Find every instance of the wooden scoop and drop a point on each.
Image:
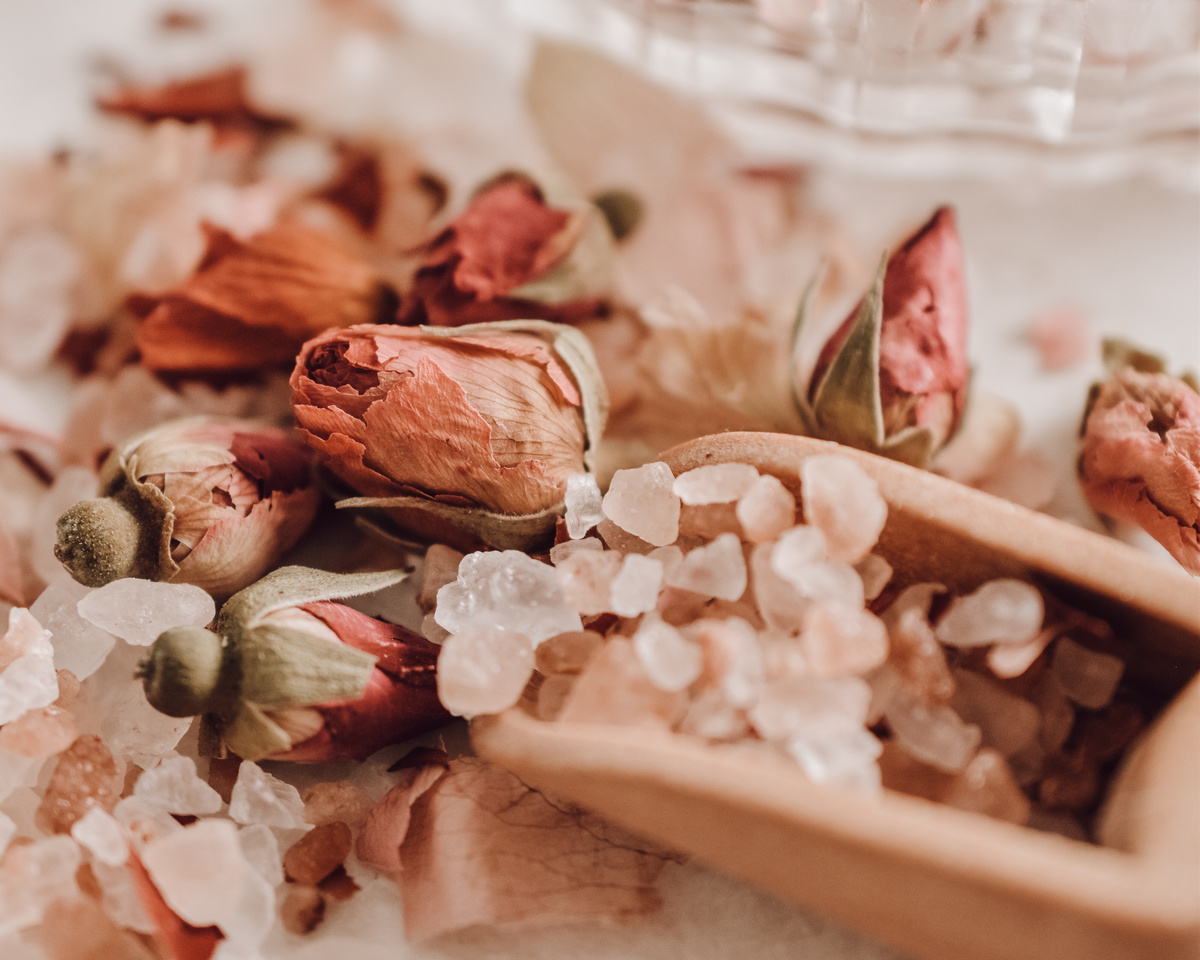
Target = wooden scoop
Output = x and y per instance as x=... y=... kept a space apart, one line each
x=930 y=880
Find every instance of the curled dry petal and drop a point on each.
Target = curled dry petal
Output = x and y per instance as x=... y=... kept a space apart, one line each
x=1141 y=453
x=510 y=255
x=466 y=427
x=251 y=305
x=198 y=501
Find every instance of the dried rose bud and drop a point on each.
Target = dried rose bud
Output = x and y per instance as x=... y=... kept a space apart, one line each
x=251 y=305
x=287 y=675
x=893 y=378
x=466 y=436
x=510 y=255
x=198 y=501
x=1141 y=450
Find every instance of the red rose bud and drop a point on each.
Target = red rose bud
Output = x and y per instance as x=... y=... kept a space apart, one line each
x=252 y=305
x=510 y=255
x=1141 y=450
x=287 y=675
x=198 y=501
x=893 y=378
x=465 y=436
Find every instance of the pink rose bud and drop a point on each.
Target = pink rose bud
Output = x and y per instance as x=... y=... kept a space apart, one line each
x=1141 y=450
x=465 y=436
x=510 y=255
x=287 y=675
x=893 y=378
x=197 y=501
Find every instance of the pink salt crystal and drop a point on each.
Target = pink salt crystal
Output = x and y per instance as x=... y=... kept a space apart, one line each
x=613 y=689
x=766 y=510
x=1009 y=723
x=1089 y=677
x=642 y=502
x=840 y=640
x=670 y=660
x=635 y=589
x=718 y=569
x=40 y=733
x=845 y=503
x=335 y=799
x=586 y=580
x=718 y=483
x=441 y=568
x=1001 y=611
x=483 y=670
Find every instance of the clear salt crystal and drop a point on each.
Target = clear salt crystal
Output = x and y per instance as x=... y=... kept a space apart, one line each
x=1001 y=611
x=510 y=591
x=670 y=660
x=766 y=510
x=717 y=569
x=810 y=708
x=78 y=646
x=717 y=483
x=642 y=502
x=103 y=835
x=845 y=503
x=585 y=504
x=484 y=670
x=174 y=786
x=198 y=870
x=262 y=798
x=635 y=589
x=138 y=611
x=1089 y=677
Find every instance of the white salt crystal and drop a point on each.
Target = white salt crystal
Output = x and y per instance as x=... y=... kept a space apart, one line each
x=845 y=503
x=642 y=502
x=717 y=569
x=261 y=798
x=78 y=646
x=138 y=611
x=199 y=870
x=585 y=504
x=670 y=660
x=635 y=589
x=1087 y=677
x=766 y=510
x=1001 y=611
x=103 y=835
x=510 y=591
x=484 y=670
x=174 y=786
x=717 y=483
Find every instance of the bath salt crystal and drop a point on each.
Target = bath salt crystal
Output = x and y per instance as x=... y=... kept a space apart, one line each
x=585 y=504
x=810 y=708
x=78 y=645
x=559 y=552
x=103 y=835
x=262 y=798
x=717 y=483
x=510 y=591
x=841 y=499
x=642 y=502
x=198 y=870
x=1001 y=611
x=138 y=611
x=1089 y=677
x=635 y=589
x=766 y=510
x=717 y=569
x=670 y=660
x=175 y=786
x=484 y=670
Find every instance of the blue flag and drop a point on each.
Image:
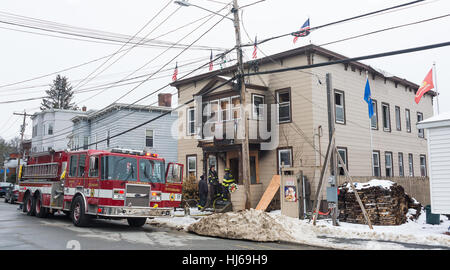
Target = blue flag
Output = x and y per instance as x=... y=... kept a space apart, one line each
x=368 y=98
-------
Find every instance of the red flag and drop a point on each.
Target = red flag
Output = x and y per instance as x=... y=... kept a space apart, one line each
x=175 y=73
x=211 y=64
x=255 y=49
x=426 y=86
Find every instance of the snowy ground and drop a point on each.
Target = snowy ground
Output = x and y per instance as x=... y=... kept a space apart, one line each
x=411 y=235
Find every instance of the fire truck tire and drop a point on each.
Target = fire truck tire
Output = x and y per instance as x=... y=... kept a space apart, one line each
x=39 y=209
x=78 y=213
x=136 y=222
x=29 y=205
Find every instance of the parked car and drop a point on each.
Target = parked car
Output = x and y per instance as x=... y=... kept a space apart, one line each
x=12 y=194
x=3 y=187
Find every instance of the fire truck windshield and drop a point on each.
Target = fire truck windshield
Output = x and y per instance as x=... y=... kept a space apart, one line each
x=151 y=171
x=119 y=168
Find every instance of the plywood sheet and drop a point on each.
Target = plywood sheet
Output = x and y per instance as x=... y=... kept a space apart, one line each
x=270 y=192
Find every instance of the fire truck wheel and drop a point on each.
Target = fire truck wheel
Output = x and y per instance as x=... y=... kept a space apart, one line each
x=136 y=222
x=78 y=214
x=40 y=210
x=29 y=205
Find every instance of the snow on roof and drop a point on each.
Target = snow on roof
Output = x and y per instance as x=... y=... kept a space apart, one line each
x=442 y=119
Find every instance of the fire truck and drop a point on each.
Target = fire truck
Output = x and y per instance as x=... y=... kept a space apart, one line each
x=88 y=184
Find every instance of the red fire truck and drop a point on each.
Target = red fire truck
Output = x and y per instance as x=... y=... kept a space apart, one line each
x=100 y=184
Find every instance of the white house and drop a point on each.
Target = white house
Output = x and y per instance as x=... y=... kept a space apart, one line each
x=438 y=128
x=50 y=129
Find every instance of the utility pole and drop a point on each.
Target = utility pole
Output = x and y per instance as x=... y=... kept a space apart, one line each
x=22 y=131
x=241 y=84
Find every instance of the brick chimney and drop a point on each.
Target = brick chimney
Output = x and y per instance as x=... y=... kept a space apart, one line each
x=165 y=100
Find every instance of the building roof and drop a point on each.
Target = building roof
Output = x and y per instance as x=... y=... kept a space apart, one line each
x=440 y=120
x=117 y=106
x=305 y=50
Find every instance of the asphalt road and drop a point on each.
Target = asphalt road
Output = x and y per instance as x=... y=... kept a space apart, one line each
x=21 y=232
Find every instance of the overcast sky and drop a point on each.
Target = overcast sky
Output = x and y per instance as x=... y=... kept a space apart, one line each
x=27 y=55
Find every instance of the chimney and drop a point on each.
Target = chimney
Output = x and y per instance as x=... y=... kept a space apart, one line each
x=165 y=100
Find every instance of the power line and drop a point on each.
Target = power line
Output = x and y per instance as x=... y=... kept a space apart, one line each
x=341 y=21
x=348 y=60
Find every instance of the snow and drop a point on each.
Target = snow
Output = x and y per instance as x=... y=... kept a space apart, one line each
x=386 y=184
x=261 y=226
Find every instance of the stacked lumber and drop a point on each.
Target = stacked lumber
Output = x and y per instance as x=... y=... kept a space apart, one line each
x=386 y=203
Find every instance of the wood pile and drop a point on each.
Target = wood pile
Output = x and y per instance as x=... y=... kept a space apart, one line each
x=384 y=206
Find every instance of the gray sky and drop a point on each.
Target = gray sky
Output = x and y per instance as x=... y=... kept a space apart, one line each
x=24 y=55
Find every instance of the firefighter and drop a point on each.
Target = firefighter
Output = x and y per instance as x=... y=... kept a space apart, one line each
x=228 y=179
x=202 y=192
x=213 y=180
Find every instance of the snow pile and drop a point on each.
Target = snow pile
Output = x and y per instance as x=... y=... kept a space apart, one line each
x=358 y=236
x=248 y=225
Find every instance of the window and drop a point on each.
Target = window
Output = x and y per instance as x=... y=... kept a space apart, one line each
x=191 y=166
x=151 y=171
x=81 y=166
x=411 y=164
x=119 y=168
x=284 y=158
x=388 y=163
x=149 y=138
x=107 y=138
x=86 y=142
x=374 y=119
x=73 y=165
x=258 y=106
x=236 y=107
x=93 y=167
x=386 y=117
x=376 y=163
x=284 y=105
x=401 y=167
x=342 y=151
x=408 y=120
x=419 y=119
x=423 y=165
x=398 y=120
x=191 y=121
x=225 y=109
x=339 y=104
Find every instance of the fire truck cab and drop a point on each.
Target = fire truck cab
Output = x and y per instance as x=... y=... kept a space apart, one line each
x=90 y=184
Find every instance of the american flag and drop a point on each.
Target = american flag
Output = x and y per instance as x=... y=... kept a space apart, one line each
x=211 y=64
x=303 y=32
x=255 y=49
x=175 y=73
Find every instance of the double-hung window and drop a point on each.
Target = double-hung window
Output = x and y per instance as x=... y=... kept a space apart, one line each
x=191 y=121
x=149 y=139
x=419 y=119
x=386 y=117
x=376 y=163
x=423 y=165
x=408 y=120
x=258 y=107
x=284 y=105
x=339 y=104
-------
**Exercise prompt:**
When the word "gray" turns up on a line of the material above, copy that line.

**Answer section:**
Find every instance of the gray sky and drop a point on each.
Target = gray sky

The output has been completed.